= Dataset content =
========

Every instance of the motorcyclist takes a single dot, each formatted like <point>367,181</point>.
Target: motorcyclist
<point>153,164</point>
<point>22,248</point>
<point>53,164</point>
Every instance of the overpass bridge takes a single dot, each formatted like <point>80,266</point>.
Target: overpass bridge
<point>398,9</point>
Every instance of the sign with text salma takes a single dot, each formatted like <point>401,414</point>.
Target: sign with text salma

========

= Exercise prompt =
Copy out all of the records above word for word, keeping every line as it stands.

= Reply =
Every instance of the motorcyclist takes a single dot, each formatted like <point>367,181</point>.
Target: motorcyclist
<point>153,164</point>
<point>22,248</point>
<point>53,164</point>
Every instance of the overpass bridge takes a single dot, each formatted like <point>80,266</point>.
Target: overpass bridge
<point>398,9</point>
Every instance of the sign with text salma takes a single dot, each formatted like <point>401,414</point>.
Target: sign with text salma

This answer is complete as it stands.